(Point annotation data)
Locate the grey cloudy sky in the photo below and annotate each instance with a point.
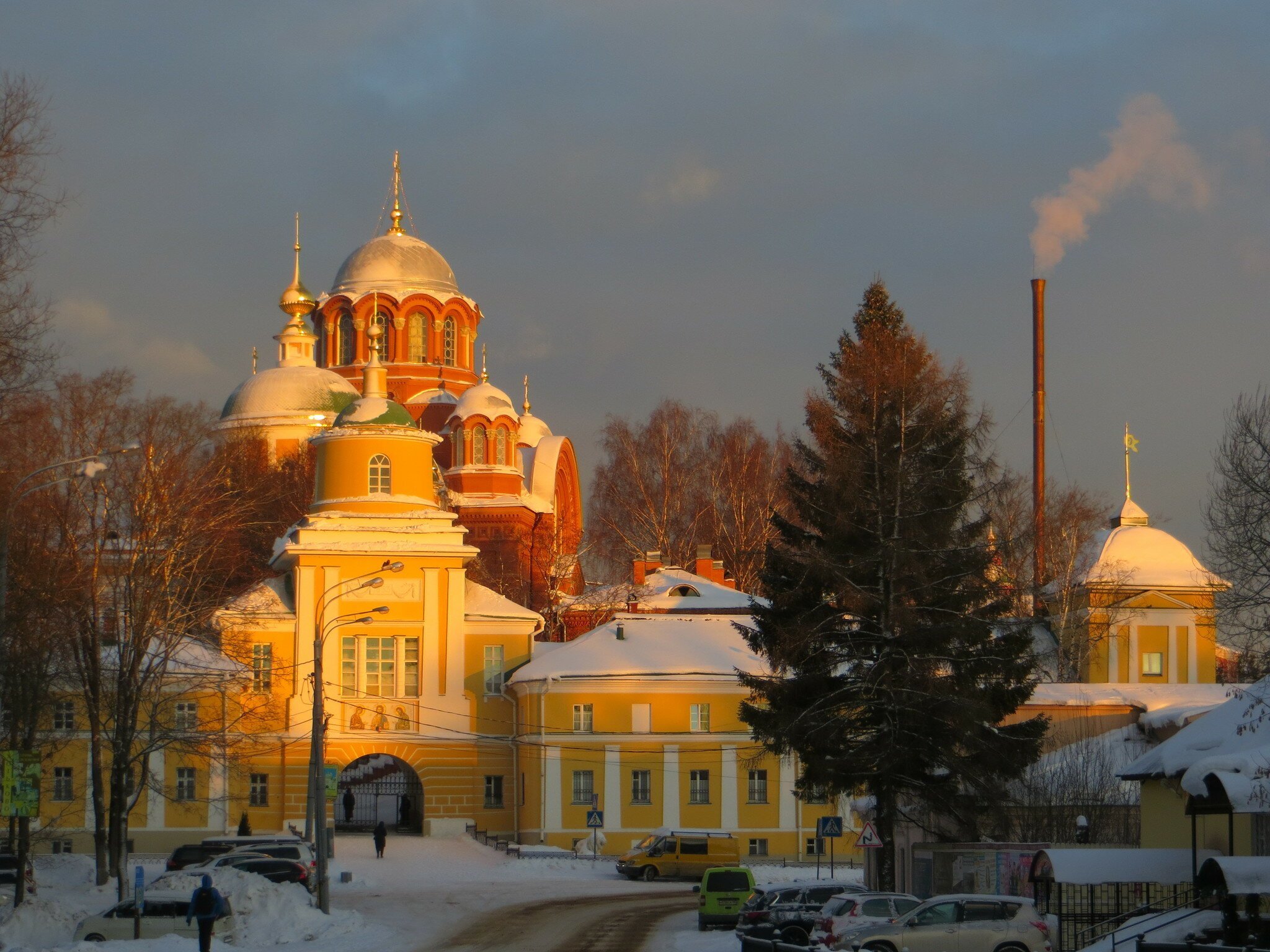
(680, 200)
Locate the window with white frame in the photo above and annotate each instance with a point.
(186, 718)
(259, 790)
(642, 786)
(493, 669)
(757, 787)
(64, 785)
(699, 786)
(184, 783)
(584, 786)
(699, 719)
(262, 668)
(64, 716)
(379, 474)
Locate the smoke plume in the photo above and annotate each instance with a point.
(1146, 150)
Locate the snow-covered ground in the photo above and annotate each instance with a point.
(424, 891)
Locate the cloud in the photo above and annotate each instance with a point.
(1146, 150)
(98, 337)
(687, 182)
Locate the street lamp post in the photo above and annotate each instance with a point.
(318, 729)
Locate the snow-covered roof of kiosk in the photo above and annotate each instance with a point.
(683, 645)
(1139, 557)
(1230, 747)
(397, 265)
(285, 391)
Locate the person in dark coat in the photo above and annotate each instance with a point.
(381, 837)
(406, 813)
(207, 906)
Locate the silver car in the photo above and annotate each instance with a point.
(961, 923)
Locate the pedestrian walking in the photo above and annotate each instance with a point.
(207, 906)
(381, 837)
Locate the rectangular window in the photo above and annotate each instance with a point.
(64, 785)
(494, 669)
(584, 786)
(262, 668)
(699, 786)
(757, 791)
(642, 719)
(187, 716)
(349, 667)
(259, 790)
(642, 786)
(699, 719)
(493, 792)
(411, 667)
(184, 783)
(64, 716)
(380, 667)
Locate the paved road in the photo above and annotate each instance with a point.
(616, 923)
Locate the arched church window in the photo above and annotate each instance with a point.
(450, 342)
(345, 340)
(417, 342)
(380, 475)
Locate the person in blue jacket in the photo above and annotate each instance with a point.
(207, 906)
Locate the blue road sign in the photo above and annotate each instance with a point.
(828, 827)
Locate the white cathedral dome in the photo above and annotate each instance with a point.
(395, 265)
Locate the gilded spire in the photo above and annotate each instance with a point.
(296, 301)
(395, 227)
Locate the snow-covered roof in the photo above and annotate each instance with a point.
(1231, 746)
(481, 602)
(286, 391)
(484, 400)
(1139, 557)
(671, 645)
(1093, 867)
(397, 265)
(1163, 705)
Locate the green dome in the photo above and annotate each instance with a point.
(374, 412)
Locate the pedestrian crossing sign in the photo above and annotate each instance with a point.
(869, 838)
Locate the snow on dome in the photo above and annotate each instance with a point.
(283, 391)
(397, 265)
(484, 400)
(533, 431)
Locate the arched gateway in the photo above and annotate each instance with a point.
(379, 787)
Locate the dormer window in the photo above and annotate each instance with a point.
(380, 474)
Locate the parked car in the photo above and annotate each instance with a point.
(9, 873)
(849, 910)
(162, 914)
(193, 855)
(793, 918)
(723, 890)
(959, 923)
(666, 852)
(277, 870)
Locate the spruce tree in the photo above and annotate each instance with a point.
(889, 673)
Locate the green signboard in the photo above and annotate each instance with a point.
(19, 783)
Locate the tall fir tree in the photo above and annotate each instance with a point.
(888, 672)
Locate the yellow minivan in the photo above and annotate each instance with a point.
(668, 852)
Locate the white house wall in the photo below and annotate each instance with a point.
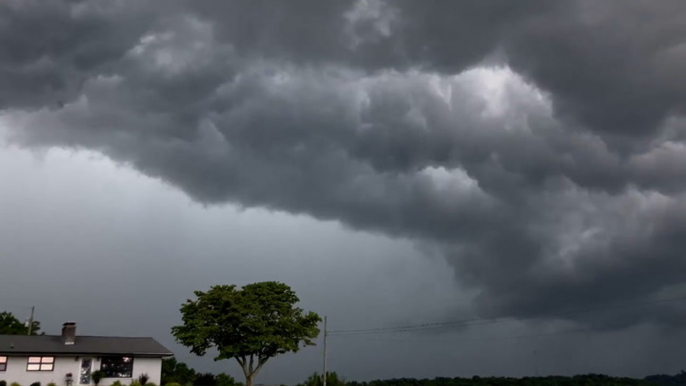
(16, 371)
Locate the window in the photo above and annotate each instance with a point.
(117, 367)
(40, 364)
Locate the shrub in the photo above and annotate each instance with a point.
(143, 379)
(97, 376)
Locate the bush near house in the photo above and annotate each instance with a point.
(97, 376)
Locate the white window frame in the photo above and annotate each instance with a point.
(40, 363)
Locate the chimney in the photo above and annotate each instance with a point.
(69, 333)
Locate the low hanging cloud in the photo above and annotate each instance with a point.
(537, 146)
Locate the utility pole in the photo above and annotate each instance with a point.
(326, 333)
(31, 320)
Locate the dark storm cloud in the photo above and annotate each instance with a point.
(562, 187)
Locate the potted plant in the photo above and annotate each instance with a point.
(69, 379)
(97, 376)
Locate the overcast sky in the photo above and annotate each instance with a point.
(395, 162)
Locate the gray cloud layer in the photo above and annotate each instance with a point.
(537, 145)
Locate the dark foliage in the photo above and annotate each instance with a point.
(205, 379)
(585, 380)
(668, 380)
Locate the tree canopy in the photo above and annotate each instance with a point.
(10, 325)
(251, 324)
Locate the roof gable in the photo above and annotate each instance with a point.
(94, 345)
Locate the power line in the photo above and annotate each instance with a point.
(481, 321)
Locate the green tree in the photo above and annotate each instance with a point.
(332, 379)
(251, 324)
(9, 325)
(226, 380)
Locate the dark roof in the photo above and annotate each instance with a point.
(103, 345)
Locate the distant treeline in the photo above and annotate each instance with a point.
(334, 379)
(585, 380)
(174, 372)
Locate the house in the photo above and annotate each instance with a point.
(49, 358)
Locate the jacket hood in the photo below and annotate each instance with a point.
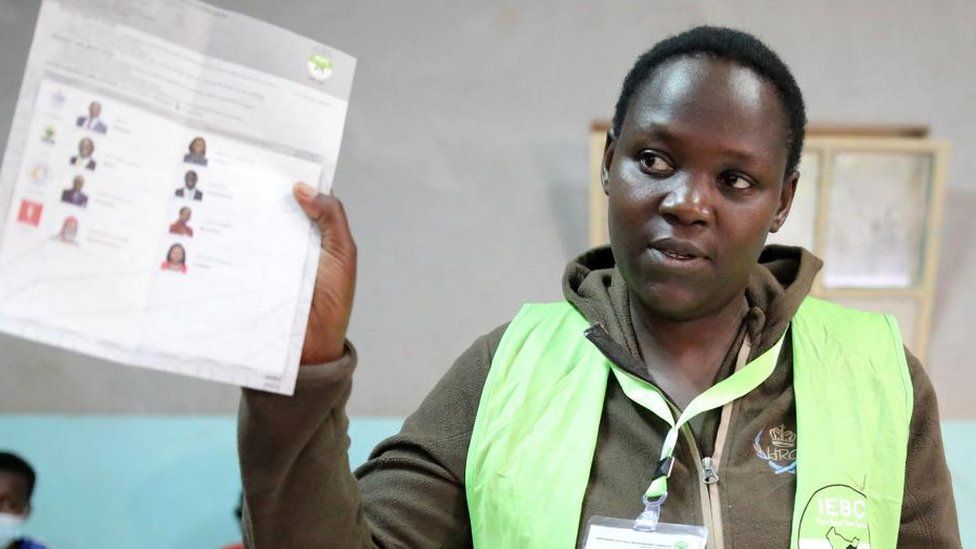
(780, 281)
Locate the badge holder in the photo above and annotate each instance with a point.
(646, 531)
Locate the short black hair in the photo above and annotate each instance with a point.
(723, 43)
(12, 463)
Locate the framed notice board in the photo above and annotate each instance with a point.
(869, 203)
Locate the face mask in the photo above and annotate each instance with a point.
(10, 526)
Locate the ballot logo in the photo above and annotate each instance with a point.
(319, 67)
(777, 447)
(836, 516)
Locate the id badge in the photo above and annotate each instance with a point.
(611, 533)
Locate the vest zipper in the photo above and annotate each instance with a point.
(710, 469)
(704, 493)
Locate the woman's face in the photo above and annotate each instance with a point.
(176, 255)
(695, 182)
(86, 147)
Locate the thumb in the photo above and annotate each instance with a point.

- EXERCISE DIRECTIONS
Reproduce all of the entries above word for word, leaving out the pictures.

- FINAL RESULT
Locate the grey cloudy sky in the photo below and annotate each instance with a point.
(680, 200)
Locate the window with white frame in the photo above and annotate each instance with a point.
(186, 718)
(259, 790)
(642, 786)
(493, 669)
(757, 787)
(64, 785)
(699, 786)
(184, 783)
(584, 786)
(699, 719)
(262, 668)
(64, 716)
(379, 474)
Locate the smoke plume in the photo above and annotate each instance with a point.
(1146, 150)
Locate the snow-covered ground in the photo above and annotate each instance with a point.
(424, 891)
Locate the cloud in the photo above and annotate each instance with a point.
(1146, 150)
(98, 337)
(687, 182)
Locate the street lamp post in the photo above and annotate each instance with a point.
(318, 729)
Locate the snow-covered roof of kiosk in the photo above and annotate each instance with a point.
(683, 645)
(1139, 557)
(1230, 747)
(397, 265)
(285, 391)
Locate the person in dark coat in the photo above and annotate each instance with a point.
(381, 837)
(406, 813)
(207, 906)
Locate the silver car in the photo above and annotate each instance with a point.
(961, 923)
Locate the pedestrian walking in the photo above and annotate each instance with a point.
(207, 906)
(381, 837)
Locate the rectangular window in the photo above and annotate each instance with a point.
(64, 785)
(494, 669)
(584, 786)
(262, 668)
(699, 786)
(757, 791)
(642, 719)
(187, 716)
(349, 667)
(259, 790)
(642, 786)
(699, 719)
(493, 792)
(411, 667)
(184, 783)
(64, 716)
(380, 667)
Locate the paved road in the photo above and annotate each instance with a point.
(616, 923)
Locate the arched church window in the photo above and annotate each instance with a point.
(450, 342)
(345, 340)
(417, 342)
(380, 475)
Locate the person in blue jacket in the photo above and annotate each instance with a point.
(207, 906)
Locate the blue road sign in the photo above and annotate each instance with a point.
(828, 827)
Locate the white cathedral dome in the photo above and annotate each instance with a point.
(395, 265)
Locate the gilded spire in the photo above and annotate each instance with a point.
(296, 301)
(395, 227)
Locate the snow-covered roof in the photo above and annotate each instance with a point.
(1231, 746)
(481, 602)
(286, 391)
(484, 400)
(1139, 557)
(671, 645)
(1093, 867)
(397, 265)
(1163, 705)
Locate the green dome in the photo above and annotate each instance with a point.
(374, 412)
Locate the pedestrian crossing sign in the photo above and annotate each instance with a point.
(869, 838)
Locate the snow on dome in the photo above and annotate each instance with a point.
(283, 391)
(397, 265)
(484, 400)
(533, 431)
Locate the arched gateway in the photo above and annotate each instance with a point.
(379, 787)
Locate the dormer window in the photo above and annotate each instance with a point.
(380, 474)
Locate the parked car in the photo above and annotate each instance with a point.
(9, 873)
(849, 910)
(162, 914)
(193, 855)
(793, 918)
(723, 890)
(959, 923)
(666, 852)
(277, 870)
Locate the spruce tree in the photo above and annotate each instance with a point.
(889, 673)
Locate the green signboard in the photo above and annotate each instance with a point.
(19, 783)
Locate the tall fir tree in the photo above and annotate each instance with a point.
(888, 672)
Locate the yellow minivan in the photo above and annotate each instance with a point.
(668, 852)
Locate the white house wall in the photo below and annotate each instance with a point.
(16, 371)
Locate the window in the photo above and annotate each instance with a point.
(117, 367)
(40, 364)
Locate the shrub in the photo above and annotate each instance with a point.
(143, 379)
(97, 376)
Locate the bush near house in the photo above and annotate each instance with a point.
(97, 376)
Locate the white window frame in the photo above and annotate each instance with a point.
(40, 363)
Locate the chimney in the photo above and annotate each instance with a point.
(69, 333)
Locate the low hanging cloud in the photo above and annotate each instance with a point.
(537, 146)
Locate the utility pole in the photo above and annotate each instance with a point.
(326, 333)
(31, 320)
Locate the dark storm cloud in the photo above and annotate each instance with a point.
(562, 187)
Locate the potted plant in the photo above and annotate each instance with a point.
(69, 379)
(97, 376)
Locate the overcast sky in the photo above and annotate each instance with a point.
(395, 162)
Locate the gray cloud layer in the photo above and annotate each instance with a point.
(537, 145)
Locate the dark foliage in the photo above and annotate each instance with a point.
(205, 379)
(585, 380)
(668, 380)
Locate the tree canopy in the photo above and annotate each instance with a point.
(10, 325)
(251, 324)
Locate the roof gable in the photo above and annotate each instance with a point.
(94, 345)
Locate the power line in the photo above and annotate each instance with a point.
(481, 321)
Locate the green tree in the photo above and annotate each instance with a point.
(332, 379)
(251, 324)
(9, 325)
(226, 380)
Locate the dark roof in the photo above and annotate each instance with a point.
(103, 345)
Locate the distant treeline in the photo above and annotate each instance with a point.
(334, 379)
(585, 380)
(174, 372)
Locate the house in the photo above and annotate each instance with a point.
(49, 358)
Locate the jacket hood in the photo below and annotate each instance with a point.
(780, 281)
Locate the badge holder in the photo above and annotate each instance with a point.
(646, 531)
Locate the short black hair in the photo above and annotate each instance with a point.
(723, 43)
(12, 463)
Locate the framed notice board in the photo above and annotate each instance with a point.
(869, 203)
Locate the face mask in the photo above and annotate each instance with a point.
(10, 526)
Locate the ballot logo in the photo above and annotate each instance with a point.
(319, 67)
(777, 447)
(836, 516)
Locate the id badge in the photo above and annotate each instance with a point.
(611, 533)
Locate the vest zipper in the photo above and annotate each instance with a point.
(710, 469)
(704, 493)
Locate the woman's face in the photo above and annotate each instance with a point.
(176, 255)
(695, 182)
(86, 147)
Locate the thumb in the photo above and annotate each instance with a point.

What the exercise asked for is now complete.